Why flu season is so bad this year

Health, Fitness & Food

If it seems like everyone around you is getting sick, you’re not imagining it. The flu season is hitting the United States unusually early and much harder than it usually does.

“I’m scared about what’s going to happen this flu season because I don’t think we’ve ever seen a coalition of multiple viruses kind of manifesting in this way before,” said Dr. Elizabeth Clayborne, an emergency medicine doctor and associate professor at the University of Maryland School of Medicine.

Clayborne family
Carlos Waters | CNBC

Covid precautions did lead to lower rates of flu-like illnesses compared to normal, pre-pandemic times. But now that much of America has abandoned preventive measures such as masking, more people are getting sick with seasonal illnesses.

“All of the patterns of intermingling and transmission of different viruses really slowed down from that shutdown,” said Dr. Andrea Berry, associate professor of pediatrics and medicine at University of Maryland School of Medicine. “As the world has opened up, the usual patterns are not quite the same.”

One of those flu-like illnesses is respiratory syncytial virus, or RSV, which is most severe in young children, the elderly and immune-compromised individuals.

There have been more reported cases of RSV in each week of October this year than any other week in the past two years, and doctors around the country are raising the alarm about hospitals being overwhelmed this season.

# # # #

**Tasks to carry out**
1) Rewrite the flu season article from "Why flu season" to "with seasonal illnesses.", changing "masking" to "social distancing".
2) Carry the article on this year's flu season forward from its final sentence.

# # # #

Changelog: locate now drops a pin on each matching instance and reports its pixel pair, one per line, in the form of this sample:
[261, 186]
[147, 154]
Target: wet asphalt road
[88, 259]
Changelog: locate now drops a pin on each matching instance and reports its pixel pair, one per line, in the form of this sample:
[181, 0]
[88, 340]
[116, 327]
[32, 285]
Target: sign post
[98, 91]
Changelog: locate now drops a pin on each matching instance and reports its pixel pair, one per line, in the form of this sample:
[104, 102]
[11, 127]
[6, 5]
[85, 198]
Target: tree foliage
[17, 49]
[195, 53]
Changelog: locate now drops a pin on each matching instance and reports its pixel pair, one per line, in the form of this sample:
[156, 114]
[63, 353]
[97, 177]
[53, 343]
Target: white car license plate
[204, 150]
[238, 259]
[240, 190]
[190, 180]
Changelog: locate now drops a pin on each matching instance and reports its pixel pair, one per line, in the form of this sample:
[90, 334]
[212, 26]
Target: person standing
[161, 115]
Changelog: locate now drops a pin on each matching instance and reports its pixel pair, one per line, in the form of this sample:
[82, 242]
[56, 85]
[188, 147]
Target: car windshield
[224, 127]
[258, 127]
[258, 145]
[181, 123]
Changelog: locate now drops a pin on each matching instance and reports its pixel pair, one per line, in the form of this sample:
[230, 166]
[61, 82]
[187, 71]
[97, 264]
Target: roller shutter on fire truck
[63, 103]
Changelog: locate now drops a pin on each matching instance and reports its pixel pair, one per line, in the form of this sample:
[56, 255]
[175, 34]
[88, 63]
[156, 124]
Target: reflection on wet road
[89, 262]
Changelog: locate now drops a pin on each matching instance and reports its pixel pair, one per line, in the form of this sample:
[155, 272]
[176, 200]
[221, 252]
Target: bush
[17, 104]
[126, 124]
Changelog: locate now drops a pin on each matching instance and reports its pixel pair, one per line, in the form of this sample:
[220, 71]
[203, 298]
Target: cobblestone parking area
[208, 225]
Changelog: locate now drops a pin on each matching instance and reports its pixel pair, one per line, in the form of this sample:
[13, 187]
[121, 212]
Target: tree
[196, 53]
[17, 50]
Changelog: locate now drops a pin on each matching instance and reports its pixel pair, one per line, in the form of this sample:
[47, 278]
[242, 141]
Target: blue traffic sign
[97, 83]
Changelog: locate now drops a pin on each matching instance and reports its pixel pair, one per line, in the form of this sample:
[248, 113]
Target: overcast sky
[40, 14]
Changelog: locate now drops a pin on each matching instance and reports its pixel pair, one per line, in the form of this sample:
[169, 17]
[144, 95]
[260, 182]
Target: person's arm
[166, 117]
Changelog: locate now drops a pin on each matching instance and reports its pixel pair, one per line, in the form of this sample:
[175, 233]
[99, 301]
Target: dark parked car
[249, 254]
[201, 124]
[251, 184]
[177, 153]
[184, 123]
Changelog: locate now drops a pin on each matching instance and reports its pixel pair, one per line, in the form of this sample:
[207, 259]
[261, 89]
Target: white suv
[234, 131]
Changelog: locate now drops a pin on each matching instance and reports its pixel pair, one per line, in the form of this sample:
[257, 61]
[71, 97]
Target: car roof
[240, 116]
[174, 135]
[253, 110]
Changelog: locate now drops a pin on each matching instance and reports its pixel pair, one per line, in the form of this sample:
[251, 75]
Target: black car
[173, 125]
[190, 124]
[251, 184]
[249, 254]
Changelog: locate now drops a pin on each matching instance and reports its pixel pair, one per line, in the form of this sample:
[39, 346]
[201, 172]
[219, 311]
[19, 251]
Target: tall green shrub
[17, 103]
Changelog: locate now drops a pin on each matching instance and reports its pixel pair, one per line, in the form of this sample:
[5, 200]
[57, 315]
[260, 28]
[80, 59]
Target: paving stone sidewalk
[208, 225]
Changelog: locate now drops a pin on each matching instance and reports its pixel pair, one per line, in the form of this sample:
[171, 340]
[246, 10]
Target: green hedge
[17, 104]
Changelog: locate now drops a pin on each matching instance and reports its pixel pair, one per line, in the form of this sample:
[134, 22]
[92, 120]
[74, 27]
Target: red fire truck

# # # #

**Task-by-task answers**
1)
Why flu season is so bad this year

Health, Fitness & Food

If it seems like everyone around you is getting sick, you’re not imagining it. The flu season is hitting the United States unusually early and much harder than it usually does.

“I’m scared about what’s going to happen this flu season because I don’t think we’ve ever seen a coalition of multiple viruses kind of manifesting in this way before,” said Dr. Elizabeth Clayborne, an emergency medicine doctor and associate professor at the University of Maryland School of Medicine.

Clayborne family
Carlos Waters | CNBC

Covid precautions did lead to lower rates of flu-like illnesses compared to normal, pre-pandemic times. But now that much of America has abandoned preventive measures such as social distancing, more people are getting sick with seasonal illnesses.

2)
Just like RSV, cases of flu started surging earlier this year, with the Centers for Disease Control and Prevention reporting at least 1,600,000 cases, 13,000 hospitalizations and 730 deaths as of Oct. 29, which is high for this early in a typical flu season.

Clayborne’s 2-year-old and 4-year-old children both had RSV in late September, and her older daughter had to be taken to the emergency room for treatment.

Clayborne family
Carlos Waters | CNBC

“I know that [the flu and RSV are] common and it seems like a lot of kids get them,” Clayborne said. “But we see kids die all the time, and usually it’s from respiratory complications.”

There is currently no federally approved vaccine for treating RSV, but Pfizer reported in early November that its RSV vaccine candidate in its phase 3 trial, which was given to mothers during pregnancy, was nearly 70% effective at protecting severe symptoms in infants less than 6 months old.